Restate the entire listing word for word.

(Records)

— Begin —

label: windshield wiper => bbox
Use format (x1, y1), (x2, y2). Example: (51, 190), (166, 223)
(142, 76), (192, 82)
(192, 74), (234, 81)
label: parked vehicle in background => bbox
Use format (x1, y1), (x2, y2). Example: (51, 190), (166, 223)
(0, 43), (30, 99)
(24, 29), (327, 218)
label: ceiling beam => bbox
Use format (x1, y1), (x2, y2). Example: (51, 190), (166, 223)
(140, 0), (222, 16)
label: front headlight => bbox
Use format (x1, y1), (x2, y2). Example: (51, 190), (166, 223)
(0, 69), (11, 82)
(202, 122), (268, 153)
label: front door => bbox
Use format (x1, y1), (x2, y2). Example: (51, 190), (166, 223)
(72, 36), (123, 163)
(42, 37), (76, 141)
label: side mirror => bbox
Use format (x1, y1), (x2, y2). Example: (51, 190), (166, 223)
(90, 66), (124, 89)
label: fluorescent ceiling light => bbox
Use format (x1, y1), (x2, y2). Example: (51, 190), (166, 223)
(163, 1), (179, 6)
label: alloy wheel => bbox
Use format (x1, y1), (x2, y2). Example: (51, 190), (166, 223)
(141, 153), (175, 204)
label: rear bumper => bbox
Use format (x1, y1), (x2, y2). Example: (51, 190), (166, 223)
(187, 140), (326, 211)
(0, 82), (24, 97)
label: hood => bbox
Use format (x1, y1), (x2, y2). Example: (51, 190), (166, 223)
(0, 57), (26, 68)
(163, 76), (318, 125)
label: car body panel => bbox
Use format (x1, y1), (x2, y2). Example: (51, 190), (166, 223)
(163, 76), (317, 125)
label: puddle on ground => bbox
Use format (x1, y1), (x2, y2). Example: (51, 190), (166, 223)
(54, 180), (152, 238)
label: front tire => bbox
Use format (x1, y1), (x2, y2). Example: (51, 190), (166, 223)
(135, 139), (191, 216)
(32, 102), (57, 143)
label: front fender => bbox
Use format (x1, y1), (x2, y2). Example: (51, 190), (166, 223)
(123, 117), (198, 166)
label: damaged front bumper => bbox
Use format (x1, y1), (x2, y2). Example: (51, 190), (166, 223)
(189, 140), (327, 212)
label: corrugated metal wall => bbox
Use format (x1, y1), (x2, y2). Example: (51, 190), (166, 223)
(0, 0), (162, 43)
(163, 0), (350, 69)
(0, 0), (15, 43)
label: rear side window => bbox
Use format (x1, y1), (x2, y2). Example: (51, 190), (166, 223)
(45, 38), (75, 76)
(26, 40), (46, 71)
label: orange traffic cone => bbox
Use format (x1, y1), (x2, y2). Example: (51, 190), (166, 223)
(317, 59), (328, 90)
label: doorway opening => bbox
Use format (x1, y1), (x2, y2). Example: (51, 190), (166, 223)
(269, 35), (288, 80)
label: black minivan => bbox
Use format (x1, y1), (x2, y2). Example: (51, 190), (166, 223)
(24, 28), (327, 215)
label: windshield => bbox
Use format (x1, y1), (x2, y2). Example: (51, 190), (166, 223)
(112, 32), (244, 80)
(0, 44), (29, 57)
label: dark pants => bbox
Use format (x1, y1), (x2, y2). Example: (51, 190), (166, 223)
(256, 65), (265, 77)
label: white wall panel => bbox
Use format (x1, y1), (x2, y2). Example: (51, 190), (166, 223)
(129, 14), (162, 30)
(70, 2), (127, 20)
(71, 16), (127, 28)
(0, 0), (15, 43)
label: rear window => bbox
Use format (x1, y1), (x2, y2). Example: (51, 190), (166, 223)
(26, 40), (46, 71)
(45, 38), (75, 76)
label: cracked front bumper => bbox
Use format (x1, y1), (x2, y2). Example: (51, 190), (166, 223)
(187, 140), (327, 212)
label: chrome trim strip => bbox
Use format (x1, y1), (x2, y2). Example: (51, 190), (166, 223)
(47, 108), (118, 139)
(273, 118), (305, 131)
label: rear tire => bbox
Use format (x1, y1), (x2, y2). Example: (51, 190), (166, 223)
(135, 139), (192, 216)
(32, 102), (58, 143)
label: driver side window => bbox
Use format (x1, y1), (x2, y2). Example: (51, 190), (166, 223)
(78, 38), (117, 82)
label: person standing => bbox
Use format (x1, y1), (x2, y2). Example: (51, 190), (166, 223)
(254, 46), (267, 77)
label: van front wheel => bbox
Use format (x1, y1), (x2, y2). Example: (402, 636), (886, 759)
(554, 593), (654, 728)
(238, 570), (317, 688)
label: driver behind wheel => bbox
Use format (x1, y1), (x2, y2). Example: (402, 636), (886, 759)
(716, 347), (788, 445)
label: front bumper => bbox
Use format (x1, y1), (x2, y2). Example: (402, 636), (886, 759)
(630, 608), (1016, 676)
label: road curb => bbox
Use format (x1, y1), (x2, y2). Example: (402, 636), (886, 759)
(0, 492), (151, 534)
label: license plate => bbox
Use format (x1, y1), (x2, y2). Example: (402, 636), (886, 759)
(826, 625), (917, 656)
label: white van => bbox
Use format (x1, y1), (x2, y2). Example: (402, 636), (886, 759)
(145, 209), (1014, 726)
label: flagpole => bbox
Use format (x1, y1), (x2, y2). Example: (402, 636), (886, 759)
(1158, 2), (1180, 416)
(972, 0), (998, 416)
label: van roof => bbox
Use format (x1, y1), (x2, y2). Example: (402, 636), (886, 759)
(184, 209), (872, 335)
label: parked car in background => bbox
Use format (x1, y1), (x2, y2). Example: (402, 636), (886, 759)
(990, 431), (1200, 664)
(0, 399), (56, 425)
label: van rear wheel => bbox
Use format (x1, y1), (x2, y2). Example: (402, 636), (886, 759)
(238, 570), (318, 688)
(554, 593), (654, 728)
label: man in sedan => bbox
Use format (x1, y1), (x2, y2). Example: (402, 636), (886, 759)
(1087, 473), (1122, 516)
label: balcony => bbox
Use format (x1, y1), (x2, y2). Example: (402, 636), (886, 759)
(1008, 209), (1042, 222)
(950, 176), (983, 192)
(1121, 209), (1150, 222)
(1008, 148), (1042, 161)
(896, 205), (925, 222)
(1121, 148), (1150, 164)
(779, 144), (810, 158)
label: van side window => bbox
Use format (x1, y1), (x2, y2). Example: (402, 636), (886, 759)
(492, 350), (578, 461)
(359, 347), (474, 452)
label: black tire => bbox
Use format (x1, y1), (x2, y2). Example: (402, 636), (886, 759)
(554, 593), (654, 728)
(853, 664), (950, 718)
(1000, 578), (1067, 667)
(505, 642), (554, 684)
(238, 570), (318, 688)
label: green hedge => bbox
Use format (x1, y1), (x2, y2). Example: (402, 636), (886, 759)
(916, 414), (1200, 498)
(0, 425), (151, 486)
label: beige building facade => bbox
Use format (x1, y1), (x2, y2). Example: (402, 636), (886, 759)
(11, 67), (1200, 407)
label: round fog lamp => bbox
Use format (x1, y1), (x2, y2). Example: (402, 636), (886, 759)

— End —

# [Output of the task]
label: windshield wiper => bbox
Use format (x1, y1), (x2, y2). Example: (51, 190), (166, 223)
(142, 76), (192, 82)
(192, 74), (234, 81)
label: parked vehicle in background => bbox
Use format (x1, y1), (x2, y2). Example: (51, 190), (166, 223)
(0, 43), (30, 99)
(24, 29), (327, 218)
label: ceiling beam => bbox
Use format (x1, y1), (x2, y2). Example: (51, 190), (166, 223)
(140, 0), (222, 16)
label: front headlight => bbox
Use format (x1, y1), (x2, y2). Example: (51, 190), (166, 223)
(0, 69), (11, 82)
(202, 122), (268, 153)
label: front door => bbox
Use format (x1, y1), (x2, y2). Example: (51, 190), (166, 223)
(72, 36), (123, 163)
(42, 37), (76, 141)
label: side mirror => bbox
Use format (x1, y1), (x2, y2). Example: (51, 190), (166, 223)
(90, 66), (124, 89)
label: fluorescent ceiling light => bbox
Use format (x1, y1), (x2, y2). Example: (51, 190), (166, 223)
(163, 1), (179, 6)
label: alloy wheel => bbox
Use format (x1, y1), (x2, y2). Example: (51, 190), (166, 223)
(141, 153), (175, 204)
label: rear bumper => bbox
Use format (x1, y1), (x2, y2). Example: (51, 190), (166, 223)
(187, 140), (326, 211)
(0, 82), (24, 97)
label: hood => bbox
Use format (x1, y1), (x2, y2). Example: (51, 190), (166, 223)
(0, 57), (26, 68)
(163, 76), (318, 125)
label: car body panel => bbox
Use format (x1, y1), (x2, y2). Example: (51, 190), (166, 223)
(163, 76), (317, 125)
label: puddle on ground => bbox
Use format (x1, y1), (x2, y2). Example: (51, 190), (166, 223)
(54, 180), (152, 238)
label: front tire => bbox
Use format (x1, y1), (x2, y2). Example: (51, 190), (166, 223)
(135, 139), (191, 216)
(32, 102), (57, 143)
label: front fender => bbox
Use format (x1, y1), (x2, y2). Example: (51, 190), (166, 223)
(123, 117), (198, 166)
label: damaged front bumper => bbox
Use format (x1, y1), (x2, y2). Example: (51, 190), (166, 223)
(189, 140), (327, 212)
label: corrugated metal wall => bbox
Use format (x1, y1), (x2, y2). Example: (51, 190), (166, 223)
(0, 0), (162, 43)
(163, 0), (350, 69)
(0, 0), (15, 43)
label: rear side window => bbox
Use format (x1, y1), (x2, y2). Example: (51, 190), (166, 223)
(45, 38), (75, 76)
(26, 40), (46, 71)
label: orange traffic cone => bbox
Use format (x1, y1), (x2, y2). Example: (51, 190), (166, 223)
(317, 59), (328, 90)
label: doorway opening => bbox
Use format (x1, y1), (x2, y2). Example: (51, 190), (166, 223)
(269, 35), (288, 80)
label: black minivan => bbox
Use format (x1, y1), (x2, y2). Example: (51, 190), (166, 223)
(24, 28), (327, 215)
label: windshield => bbox
Use format (x1, y1), (x2, y2). Example: (51, 190), (166, 223)
(112, 32), (244, 80)
(0, 44), (29, 57)
label: dark pants => bbox
Use format (x1, y1), (x2, y2). Example: (51, 190), (166, 223)
(256, 65), (265, 77)
label: white wall panel => bbox
Use format (x1, y1), (x2, y2). Example: (51, 190), (166, 223)
(129, 14), (162, 30)
(70, 2), (127, 20)
(71, 16), (127, 28)
(0, 0), (15, 43)
label: rear window => bbox
Use format (x1, y1), (x2, y2). Example: (51, 190), (166, 223)
(26, 40), (46, 71)
(45, 38), (75, 76)
label: cracked front bumper => bbox
Use format (x1, y1), (x2, y2). Example: (51, 190), (166, 223)
(187, 140), (327, 212)
label: chrome trim strip => bbox
Use format (x1, y1), (x2, y2). Example: (51, 190), (166, 223)
(47, 108), (118, 139)
(273, 118), (305, 131)
label: rear tire => bbox
Use format (x1, y1), (x2, y2). Example: (51, 190), (166, 223)
(135, 139), (192, 216)
(32, 102), (58, 143)
label: driver side window => bbox
Use format (x1, y1), (x2, y2). Example: (51, 190), (166, 223)
(78, 38), (117, 82)
label: person standing => bbox
Use format (x1, y1), (x2, y2). Example: (51, 190), (166, 223)
(254, 46), (267, 77)
label: van front wheel => bbox
Use format (x1, y1), (x2, y2). Example: (402, 636), (886, 759)
(554, 593), (654, 728)
(238, 570), (317, 688)
label: driver behind wheel => bbox
Use format (x1, y1), (x2, y2). Example: (402, 636), (886, 759)
(716, 347), (788, 445)
label: front bumper => bbox
Use format (x1, y1), (x2, y2). Example: (402, 636), (886, 759)
(630, 608), (1016, 676)
label: road curb => bbox
Use format (x1, y1), (x2, y2). Example: (402, 636), (886, 759)
(0, 492), (151, 534)
label: license plate => bbox
Use format (x1, y1), (x2, y2). Example: (402, 636), (886, 759)
(826, 625), (917, 656)
label: white van => bbox
Use format (x1, y1), (x2, y2). Example: (402, 636), (886, 759)
(145, 209), (1014, 726)
label: flagpole => bbox
Use format (x1, y1), (x2, y2). Example: (402, 636), (886, 759)
(1158, 2), (1180, 416)
(972, 0), (998, 416)
label: van roof => bbox
Use format (x1, y1), (x2, y2). Example: (402, 636), (886, 759)
(184, 209), (872, 335)
label: parked car in background => bbox
Use format (x1, y1), (x2, y2). Example: (402, 636), (886, 759)
(990, 431), (1200, 664)
(0, 399), (56, 425)
label: van rear wheel => bbox
Use format (x1, y1), (x2, y2). Example: (402, 636), (886, 759)
(238, 570), (318, 688)
(554, 593), (654, 728)
label: man in sedan => bbox
Use format (x1, y1), (x2, y2). Example: (402, 636), (886, 759)
(1087, 473), (1122, 516)
label: balcony => bbox
Use format (x1, y1), (x2, y2). Example: (402, 636), (886, 759)
(1008, 209), (1042, 222)
(950, 176), (983, 192)
(1121, 209), (1150, 222)
(1008, 148), (1042, 161)
(896, 205), (925, 222)
(1121, 148), (1150, 164)
(779, 144), (810, 158)
label: van side window => bbox
Use format (x1, y1), (x2, y2). Example: (402, 636), (886, 759)
(492, 350), (578, 461)
(359, 347), (474, 452)
label: black tire => bbox
Use format (x1, y1), (x2, y2). Example: (402, 636), (886, 759)
(554, 593), (654, 728)
(853, 664), (950, 718)
(1000, 578), (1067, 667)
(505, 642), (554, 684)
(238, 570), (318, 688)
label: green hedge => bbox
Use format (x1, y1), (x2, y2). Example: (402, 636), (886, 759)
(916, 414), (1200, 498)
(0, 425), (151, 486)
label: beige building facade => bbox
Use format (x1, y1), (x2, y2). Example: (402, 636), (886, 759)
(11, 67), (1200, 407)
label: round fog lamp => bbox
Use format (x1, y1), (x2, y2). Example: (402, 636), (886, 759)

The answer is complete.